# [ABOUT THIS EXERCISE]
Copy out the records precisely, omitting pictures.
RECORDS FOR THIS EXERCISE section start
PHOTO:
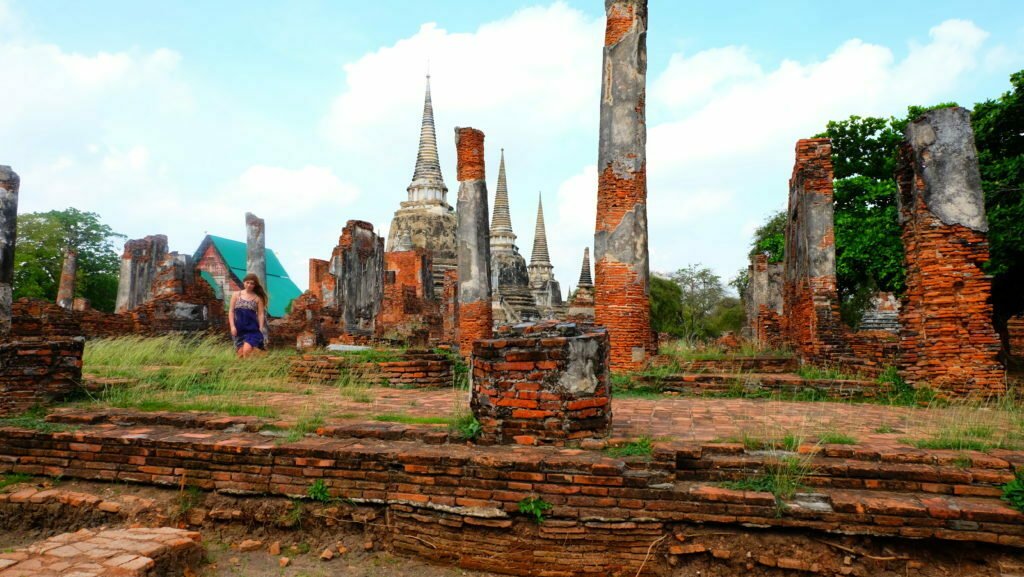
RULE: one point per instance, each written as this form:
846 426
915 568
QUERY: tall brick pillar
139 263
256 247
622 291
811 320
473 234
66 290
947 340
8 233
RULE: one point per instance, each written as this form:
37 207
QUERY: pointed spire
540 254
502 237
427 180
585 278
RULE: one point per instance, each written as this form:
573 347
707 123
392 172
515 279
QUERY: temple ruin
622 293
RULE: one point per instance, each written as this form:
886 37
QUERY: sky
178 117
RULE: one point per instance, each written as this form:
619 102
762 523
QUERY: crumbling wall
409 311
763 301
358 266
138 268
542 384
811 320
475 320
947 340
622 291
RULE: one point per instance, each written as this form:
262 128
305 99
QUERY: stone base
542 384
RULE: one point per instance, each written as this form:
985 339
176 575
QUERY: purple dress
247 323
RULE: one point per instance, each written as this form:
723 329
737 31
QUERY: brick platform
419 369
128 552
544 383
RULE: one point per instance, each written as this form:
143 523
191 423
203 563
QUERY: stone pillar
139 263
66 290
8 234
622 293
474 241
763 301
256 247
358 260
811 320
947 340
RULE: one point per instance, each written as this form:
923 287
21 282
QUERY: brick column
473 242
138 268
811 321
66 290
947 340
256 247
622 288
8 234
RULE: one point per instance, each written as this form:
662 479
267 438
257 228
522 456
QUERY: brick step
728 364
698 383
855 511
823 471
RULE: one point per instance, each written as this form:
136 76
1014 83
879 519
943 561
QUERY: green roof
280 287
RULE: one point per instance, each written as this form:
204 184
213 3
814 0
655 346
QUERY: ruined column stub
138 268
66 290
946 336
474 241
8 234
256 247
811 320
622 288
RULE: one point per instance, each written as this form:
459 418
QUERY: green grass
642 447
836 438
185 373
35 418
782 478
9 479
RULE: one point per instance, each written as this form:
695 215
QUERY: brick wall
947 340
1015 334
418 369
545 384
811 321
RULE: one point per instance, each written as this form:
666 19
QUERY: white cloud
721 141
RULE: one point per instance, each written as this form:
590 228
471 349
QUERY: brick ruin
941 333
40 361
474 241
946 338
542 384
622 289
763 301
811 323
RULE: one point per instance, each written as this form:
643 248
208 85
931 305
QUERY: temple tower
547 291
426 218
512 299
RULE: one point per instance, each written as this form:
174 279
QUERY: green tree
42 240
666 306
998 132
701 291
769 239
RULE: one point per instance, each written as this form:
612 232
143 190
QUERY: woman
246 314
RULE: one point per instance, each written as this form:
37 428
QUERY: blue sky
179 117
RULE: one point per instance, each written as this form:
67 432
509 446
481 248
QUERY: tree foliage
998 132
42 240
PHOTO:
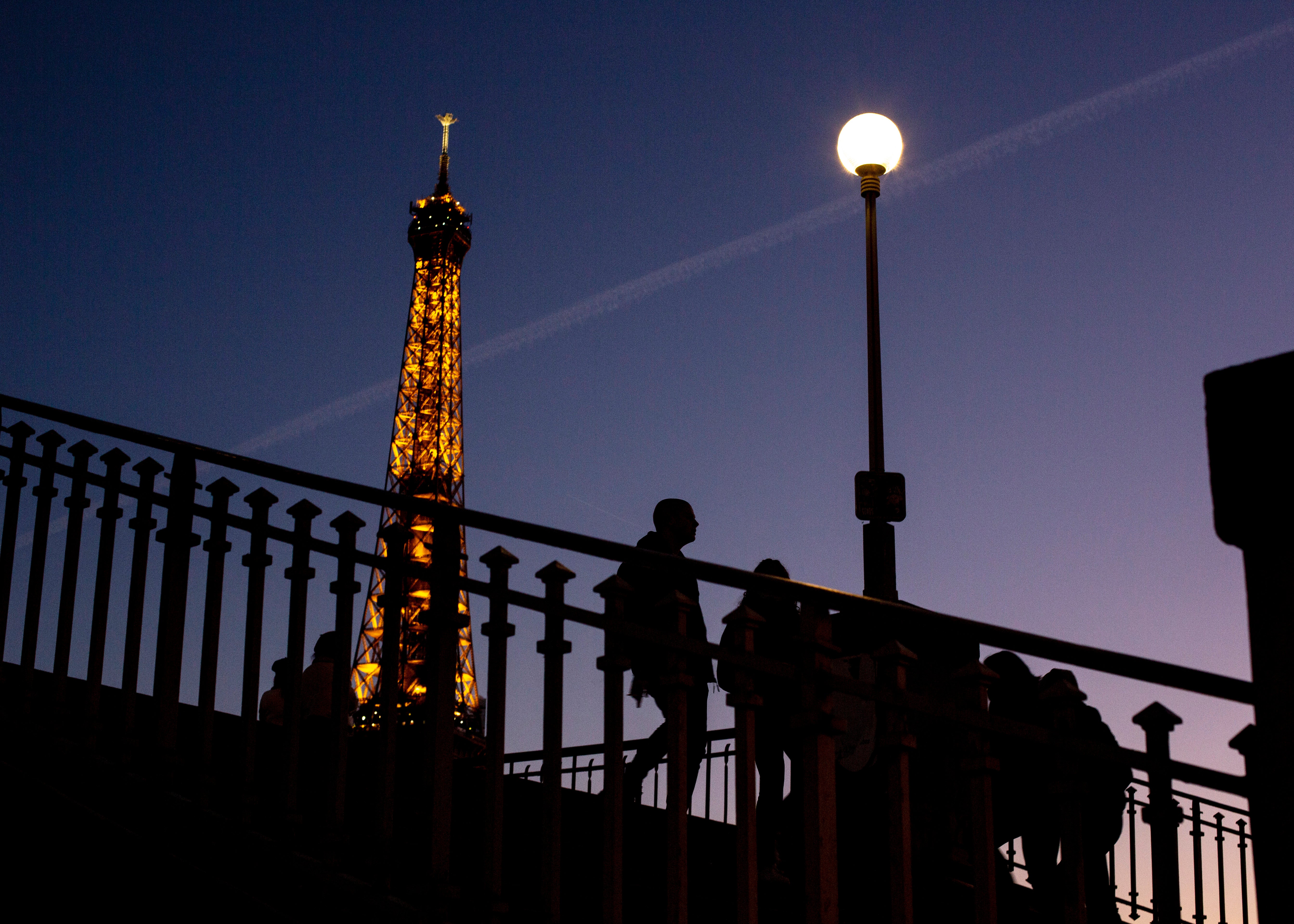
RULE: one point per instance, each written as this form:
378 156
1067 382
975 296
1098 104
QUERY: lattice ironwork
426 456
RECORDS FOR THIS EXERCISE section end
# [ANSWER BELOW]
PHOTO:
RULE: one point per instance, each written as this form:
846 426
915 568
QUERY: tall brick pillar
139 263
256 247
622 291
811 320
473 234
66 290
947 340
8 233
RULE: one point per instance, each written as this form:
37 207
QUERY: pointed spire
540 254
502 237
427 180
585 278
RULE: one point per instance, each written as this form:
573 347
707 123
392 172
515 279
QUERY: temple ruin
622 293
RULE: one point per instance, each written as this form:
886 37
QUERY: sky
178 117
RULE: one point per instance, each written as this form:
619 102
762 523
QUERY: crumbling wall
409 311
763 301
358 266
138 268
542 384
811 320
475 320
947 340
622 291
RULE: one point per instance, each written as this form:
262 128
305 99
QUERY: stone base
542 384
RULE: one point per instance, each written as this form:
985 339
176 575
QUERY: purple dress
247 323
RULE: one point per instance, each written as this form:
723 329
737 31
QUERY: brick platform
419 369
128 552
544 383
RULE: one point per instance, each written as this form:
143 523
191 423
203 563
QUERY: stone pillar
139 263
66 290
8 234
622 293
474 241
763 301
256 247
358 260
811 320
947 340
RULE: one point per instance, each written as this form:
923 287
21 282
QUERY: brick column
473 242
138 268
811 321
66 290
947 340
256 247
622 288
8 234
RULE: one point per instance, each written as this form:
662 479
267 438
257 228
522 456
QUERY: brick step
728 364
698 383
855 511
823 471
RULE: one point per instance, each written as this form:
136 76
1014 83
879 519
943 561
QUERY: green roof
280 287
RULE: one point per instance, each written as this form:
204 184
213 3
814 0
655 346
QUERY: ruined column stub
138 268
66 290
946 336
474 241
8 234
256 247
811 320
622 288
RULE: one point per instance, each written as this form:
459 418
QUERY: green grass
642 447
836 438
185 373
35 418
782 478
9 479
RULE: one point per instance, each written as this form:
695 215
QUERY: brick wall
947 340
1015 334
418 369
545 384
811 321
RULE: one point per instance, each written as this form:
666 19
QUERY: white cloud
721 141
RULE: one point per instance, each written as this form:
590 228
471 349
QUERY: brick ruin
941 333
40 361
474 241
946 338
542 384
622 289
763 301
811 323
RULE: one point per instance, each written as this form:
643 248
208 85
931 305
QUERY: temple tower
547 291
426 218
512 299
RULE: one point per instance, each written as this form:
174 279
QUERY: green tree
42 240
666 306
998 132
701 291
769 239
RULE: one point per instance, each written as this form:
612 232
143 190
QUERY: woman
246 314
RULE: one point per instance, each written as this form:
37 428
QUERY: blue sky
179 117
RULE: one point per instance, each written as this form:
67 432
509 446
481 248
QUERY: tree foliage
998 132
42 240
PHOTO:
RULE: one point per instance, each written as this form:
378 156
1067 382
975 296
1098 104
QUERY: lattice ironwork
426 456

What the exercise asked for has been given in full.